▸ **Source passage**:

►

Last week we produced this plot using the original income data and using ggsignif. We ran the wilcox.test against all the pairings to produce p values on the plot. Here it is unretouched to refresh your memory.

If Gelman and Zimmerman have steered me correctly (or lol if I paid enough attention) we should be able to substitute in rint_income our ranked inverse normalized transformed version of income and get very similar results using the very same code and wilcox.test.

ggplot(data = incomedata,
aes(
x = employment,
y = rint_income,
fill = employment,
group = employment
)) +
geom_boxplot(show.legend = FALSE) +
geom_signif(
comparisons = comp.list,
step_increase = .1
) +
scale_y_continuous(breaks = seq(from = -4,
to = 4,
by = 1)
) +
ggtitle(label = "ACS 2016 Rank Inverse Transformed Income by Employer Type",
subtitle = "Mann Whitney multiple comparisons non directional hypothesis using wilcox.test") 

ggplot(data = incomedata,
aes(
x = employment,
y = rank_income,
fill = employment,
group = employment
)) +
geom_boxplot(show.legend = FALSE) +
geom_signif(
comparisons = comp.list,
step_increase = .1
) +
scale_y_continuous(breaks = seq(from = 0,
to = 25000,
by = 5000)
) +
ggtitle(label = "ACS 2016 Ranked Income by Employer Type",
subtitle = "Mann Whitney multiple comparisons non directional hypothesis using wilcox.test") 

Reminder - Note that in the two-sample case the estimator for the difference in location parameters does not estimate the difference in medians (a common misconception) but rather the median of the difference between a sample from x and a sample from y.

Very similar indeed! Notice that the reported p values are essentially identical even as we can see from the box plots that the transformations are having an effect.

But of course this has all been prep work to this point. What I’m really after is to shift over to a bayesian framework and generate bayes factors that are the equivalent of the frequentist’s Mann Whitney. So let’s get on with that!

Not having been able to find the R code to do the work directly I’ve transformed the income variable and will now apply the ttestBF function. Last post I wrote a little function called pairwise_bf that generates the bayes factors and manipulates them in a way that makes them suitable for plotting with ggplot and ggsignif. Here it is again.

◄

▸ **Actions to take**:
1. Decide whether each statement below agrees with the post on transforming the income data. For each, answer yes or no and quote the words of the post that settle it.
(a) The box plots show that the transformations have no effect.
(b) The author could not find R code that does the Bayesian work directly.
(c) The pairwise_bf function was written in the previous post.
2. Write the next part of the post on transforming the income data, picking up right after its final sentence.

▸ **Rows**:

►

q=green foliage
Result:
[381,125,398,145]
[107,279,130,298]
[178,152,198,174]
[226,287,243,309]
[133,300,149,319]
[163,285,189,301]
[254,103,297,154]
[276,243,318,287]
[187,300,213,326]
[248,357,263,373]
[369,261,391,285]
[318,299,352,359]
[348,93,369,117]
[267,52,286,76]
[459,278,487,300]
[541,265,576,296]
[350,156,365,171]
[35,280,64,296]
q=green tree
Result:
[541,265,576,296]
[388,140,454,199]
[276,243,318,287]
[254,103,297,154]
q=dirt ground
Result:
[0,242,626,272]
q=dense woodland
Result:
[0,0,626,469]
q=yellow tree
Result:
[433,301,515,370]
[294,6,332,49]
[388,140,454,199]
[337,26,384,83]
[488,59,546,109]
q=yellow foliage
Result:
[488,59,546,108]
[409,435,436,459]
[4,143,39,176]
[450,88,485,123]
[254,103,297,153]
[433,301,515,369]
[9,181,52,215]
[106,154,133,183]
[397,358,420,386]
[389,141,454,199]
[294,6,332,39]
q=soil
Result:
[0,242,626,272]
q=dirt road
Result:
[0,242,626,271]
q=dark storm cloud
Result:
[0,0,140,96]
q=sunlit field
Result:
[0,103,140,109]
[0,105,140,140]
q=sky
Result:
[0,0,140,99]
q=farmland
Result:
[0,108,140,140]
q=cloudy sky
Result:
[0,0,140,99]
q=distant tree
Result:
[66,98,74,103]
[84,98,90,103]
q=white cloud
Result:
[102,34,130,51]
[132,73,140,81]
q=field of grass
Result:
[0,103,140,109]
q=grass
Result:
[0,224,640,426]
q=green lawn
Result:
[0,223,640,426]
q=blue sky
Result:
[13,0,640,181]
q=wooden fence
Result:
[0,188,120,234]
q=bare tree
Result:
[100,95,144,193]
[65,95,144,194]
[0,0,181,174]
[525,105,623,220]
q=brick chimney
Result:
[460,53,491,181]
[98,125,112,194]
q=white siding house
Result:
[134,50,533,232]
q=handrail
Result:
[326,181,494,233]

◄

▸ **The replies**:
1.
(a) No: "we can see from the box plots that the transformations are having an effect."
(b) Yes: "Not having been able to find the R code to do the work directly"
(c) Yes: "Last post I wrote a little function called pairwise_bf"

2.
pairwise_bf <- function(x = NULL,
y = NULL,
display_type = "bf",
k = 2) {
results <- ttestBF(x = x, y = y) %>%
extractBF() %>%
mutate(support = case_when(
bf < .01 ~ "extreme BF01",
bf < .03 & bf >= .01 ~ "very strong BF01",
bf < .1 & bf >= .03 ~ "strong BF01",
bf < 1 / 3 & bf >= .1 ~ "moderate BF01",
bf < 1 & bf >= 1 / 3 ~ "anecdotal BF01",
bf >= 1 & bf < 3 ~ "anecdotal BF10",
bf >= 3 & bf < 10 ~ "moderate BF10",
bf >= 10 & bf < 30 ~ "strong BF10",
bf >= 30 & bf < 100 ~ "very strong BF10",
bf >= 100 ~ "extreme BF10"
)) %>%
mutate(logged = case_when(
bf < 1 ~ paste("log(BF01) = ", round(log(1 / bf), k)),
bf >= 1 ~ paste("log(BF10) = ", round(log(bf), k))
)) %>%
mutate(human = case_when(
bf < .000001 ~ "BF01 >= 1,000,000 : 1",
bf < .001 & bf >= .000001 ~ "BF01 >= 1,000 : 1",
bf < .01 & bf >= .001 ~ "BF01 >= 100 : 1",
bf < 1 & bf >= .01 ~ paste("BF01 = ", round(1 / bf, k), ": 1"),
bf >= 1 & bf < 100 ~ paste("BF01 = ", round(bf, k), ": 1"),
bf >= 100 & bf < 1000 ~ "BF10 >= 100 : 1",
bf >= 1000 & bf < 1000000 ~ "BF10 >= 1,000 : 1",
bf >= 1000000 ~ "BF10 >= 1,000,000 : 1"
))

if (display_type == "support") {
results <- mutate(results, p.value = support)
} else if (display_type == "log") {
results <- mutate(results, p.value = logged)
} else if (display_type == "human") {
results <- mutate(results, p.value = human)
} else {
results <- mutate(results, p.value = bf)
}
return(results)
}

# pairwise_bf(incomedata$employment, incomedata$rint_income)
comp.list2 <- comparisons_list(incomedata, empcategory)
theme_set(hrbrthemes::theme_ipsum())

Using the employment factor in the original dataset has been useful so far. Having 7 levels has allowed us to make sure that the functions supported lots of comparisons. The downside is the resulting plots have an overwhelming amount of information. So let’s shift over to the variable empcategory which collapses employment to just 3 levels. We’ll be comparing the self-employed, to those employed in the private sector, to those employed in local, state or federal jobs.

Seems reasonable to believe that the income levels across those broad categories, might be different. I don’t have any strong prior beliefs or information before this data. It’s not an area I study or have a lot of prior information amount. Clearly, it’s out there, the ACS survey has been running for years, but for now I’m perfectly happy to say my priors are flat.

What we’re going to do:

1. Show all the possible pairwise comparisons for empcategory as bayes factors in ggplot (we’ve already built the list above in comp.list2)

2. Change the theme just to make the plots nicer theme_set(hrbrthemes::theme_ipsum())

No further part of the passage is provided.